## TASK GOAL
Only the lines from the one containing "In this exercise you will find the tile" through the last line of the data are to be written out, exactly and in full.

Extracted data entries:
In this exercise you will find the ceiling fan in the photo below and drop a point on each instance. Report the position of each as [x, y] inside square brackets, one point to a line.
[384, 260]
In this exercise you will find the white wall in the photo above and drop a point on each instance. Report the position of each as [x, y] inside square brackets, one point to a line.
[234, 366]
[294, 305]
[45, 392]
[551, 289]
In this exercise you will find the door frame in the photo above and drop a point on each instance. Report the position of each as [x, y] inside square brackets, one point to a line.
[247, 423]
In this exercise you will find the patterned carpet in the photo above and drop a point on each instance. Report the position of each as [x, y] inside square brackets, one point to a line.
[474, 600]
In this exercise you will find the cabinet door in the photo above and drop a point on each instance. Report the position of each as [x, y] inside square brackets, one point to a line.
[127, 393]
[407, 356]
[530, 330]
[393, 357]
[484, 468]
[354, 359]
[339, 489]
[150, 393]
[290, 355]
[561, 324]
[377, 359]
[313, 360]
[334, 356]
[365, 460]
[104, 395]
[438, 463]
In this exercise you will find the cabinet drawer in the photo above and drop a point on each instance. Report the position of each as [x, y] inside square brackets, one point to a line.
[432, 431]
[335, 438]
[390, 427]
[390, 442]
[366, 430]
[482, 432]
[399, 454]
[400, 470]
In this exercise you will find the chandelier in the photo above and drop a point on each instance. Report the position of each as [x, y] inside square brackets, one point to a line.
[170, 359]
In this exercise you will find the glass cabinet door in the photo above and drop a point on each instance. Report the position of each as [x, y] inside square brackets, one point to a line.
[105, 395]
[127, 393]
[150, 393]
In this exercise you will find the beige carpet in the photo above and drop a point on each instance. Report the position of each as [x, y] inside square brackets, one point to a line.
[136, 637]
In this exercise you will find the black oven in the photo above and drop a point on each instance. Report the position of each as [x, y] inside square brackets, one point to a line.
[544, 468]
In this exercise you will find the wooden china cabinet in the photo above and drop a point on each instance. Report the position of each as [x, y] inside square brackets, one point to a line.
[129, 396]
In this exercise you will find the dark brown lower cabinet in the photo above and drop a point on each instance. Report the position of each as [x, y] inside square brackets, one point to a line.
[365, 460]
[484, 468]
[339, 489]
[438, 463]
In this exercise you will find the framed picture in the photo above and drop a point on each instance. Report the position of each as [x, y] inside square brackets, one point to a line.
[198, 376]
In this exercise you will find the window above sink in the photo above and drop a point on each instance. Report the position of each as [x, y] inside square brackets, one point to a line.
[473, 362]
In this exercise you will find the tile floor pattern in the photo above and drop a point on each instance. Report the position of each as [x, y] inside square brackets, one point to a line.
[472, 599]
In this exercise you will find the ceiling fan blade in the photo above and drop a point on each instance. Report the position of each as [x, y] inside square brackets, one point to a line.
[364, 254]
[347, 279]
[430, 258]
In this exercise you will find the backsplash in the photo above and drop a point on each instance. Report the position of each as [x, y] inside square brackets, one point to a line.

## RESPONSE TO THE EXERCISE
In this exercise you will find the tile floor pattern in the photo above and drop a point on each instance. Report the position of each as [x, y] inside square brackets, one point to a line.
[472, 599]
In this exercise you will find the ceiling fan blade in the photo above and drop a point on each instance. Report the position of each as [x, y] inside square brackets, one point to a line.
[364, 254]
[347, 279]
[430, 258]
In this exercise you will find the backsplash in the photo above and drop a point on each instance. Report the position of each as [x, y] inside square brackets, one point to a line.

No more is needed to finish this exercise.